[Problem 1] Convert the lines of the records from the first line through the line containing "[801,225,884,703]", inclusive, into a Markdown table with the columns Index and Entry, numbering each row and omitting blank lines and pictures.

[Document excerpt]

Read the responses with shortened column names.

In [None]:
df = pd.read_csv('survey_short_columns.csv', index_col=0)

Merge in the themes and keywords for the free-text questions.

In [None]:
files = glob.glob('./*_themes.csv')
files.append('./roles.csv')
for fn in files:
    theme_df = pd.read_csv(fn, sep=';', index_col=0)
    df = df.merge(theme_df, left_index=True, right_index=True, how='left')

## About the Survey Respondents

We start with information about the respondants themselves. Most of the questions in this section have a fixed set of possible responses. Only one allows for free text responses.

#### Q1: How often do you use Jupyter Notebook?

The majority of respondants use the notebook on a daily and weekly basis.

In [None]:
how_often_counts = df.how_often.value_counts().reindex(utils.group_orders['how_often'])
ax = sns.barplot(how_often_counts.index, how_often_counts.values)
ax.set_ylabel('Respondants')
_ = ax.set_xlabel('Notebook Usage')

#### Q3: Roughly how long have you been using Jupyter Notebook?

The majority of respondents have been users Jupyter for longer than a year.

In [None]:
how_long_counts = df.how_long_used.value_counts().reindex(utils.group_orders['how_long_used'])
ax = sns.barplot(how_long_counts.index, how_long_counts.values)
ax.set_ylabel('Respondants')
_ = ax.set_xlabel('Notebook Experience')

The distribution of frequency of use is skewed toward daily/weekly in both the more and less experienced user groups.

In [None]:
long_x_often = pd.crosstab(df.how_long_used, df.how_often)
long_x_often = long_x_often.reindex(utils.group_orders['how_long_used'], utils.group_orders['how_often'])
long_x_often.columns.name = 'Notebook Usage'
ax = long_x_often.plot(kind='bar')
ax.set_ylabel('Respondents')

[Problem 2] List every heading in the survey notebook excerpt above.

[Information provided]

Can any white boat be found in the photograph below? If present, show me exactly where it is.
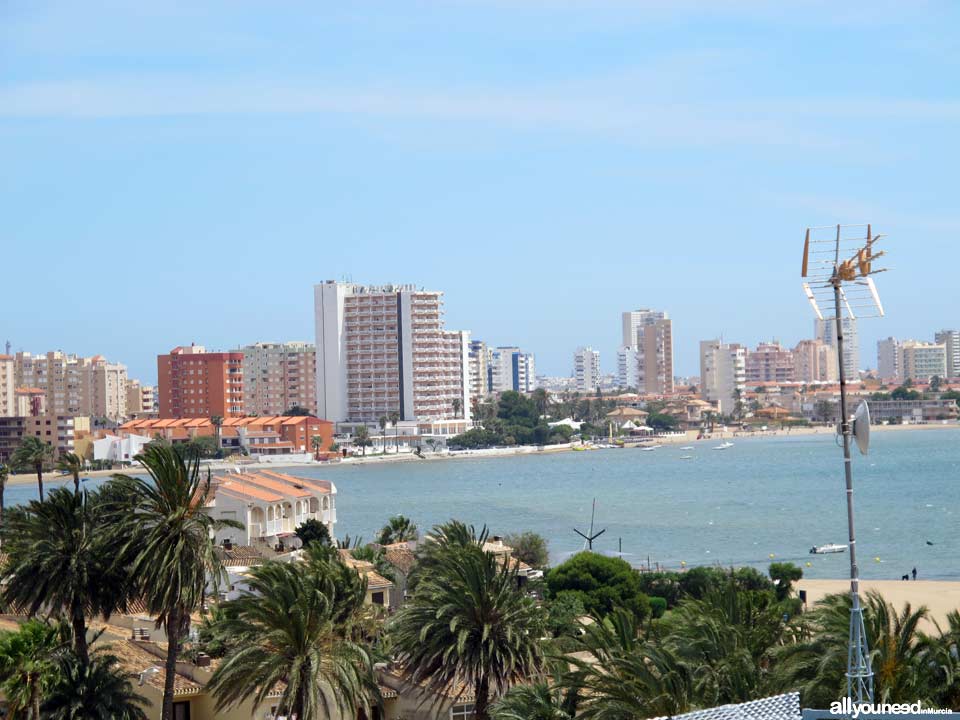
[810,543,847,555]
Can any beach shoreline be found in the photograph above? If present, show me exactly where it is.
[7,423,960,486]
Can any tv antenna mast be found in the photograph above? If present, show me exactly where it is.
[573,498,607,552]
[801,225,884,703]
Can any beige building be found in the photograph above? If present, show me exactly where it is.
[14,351,127,420]
[314,280,470,423]
[792,340,839,383]
[0,355,17,417]
[239,342,317,415]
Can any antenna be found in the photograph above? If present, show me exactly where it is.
[800,224,884,703]
[573,498,607,552]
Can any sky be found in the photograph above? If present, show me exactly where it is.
[0,0,960,382]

[Worked answer 1]
| Index | Entry |
|---|---|
| 1 | Can any white boat be found in the photograph below? If present, show me exactly where it is. |
| 2 | [810,543,847,555] |
| 3 | Can any beach shoreline be found in the photograph above? If present, show me exactly where it is. |
| 4 | [7,423,960,486] |
| 5 | Can any tv antenna mast be found in the photograph above? If present, show me exactly where it is. |
| 6 | [573,498,607,552] |
| 7 | [801,225,884,703] |

[Worked answer 2]
- About the Survey Respondents
- Q1: How often do you use Jupyter Notebook?
- Q3: Roughly how long have you been using Jupyter Notebook?